- [Written exercise]: Arrange the listing below as a Markdown table with the columns "Row" and "Line." Number each row and omit any blank lines.

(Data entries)
□ □ □ □ □
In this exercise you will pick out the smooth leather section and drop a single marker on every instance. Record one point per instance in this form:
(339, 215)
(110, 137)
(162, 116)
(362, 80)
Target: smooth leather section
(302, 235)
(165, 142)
□ □ □ □ □
- [Exercise output]:
| Row | Line |
|---|---|
| 1 | In this exercise you will pick out the smooth leather section and drop a single marker on every instance. Record one point per instance in this form: |
| 2 | (339, 215) |
| 3 | (110, 137) |
| 4 | (162, 116) |
| 5 | (362, 80) |
| 6 | Target: smooth leather section |
| 7 | (302, 235) |
| 8 | (165, 142) |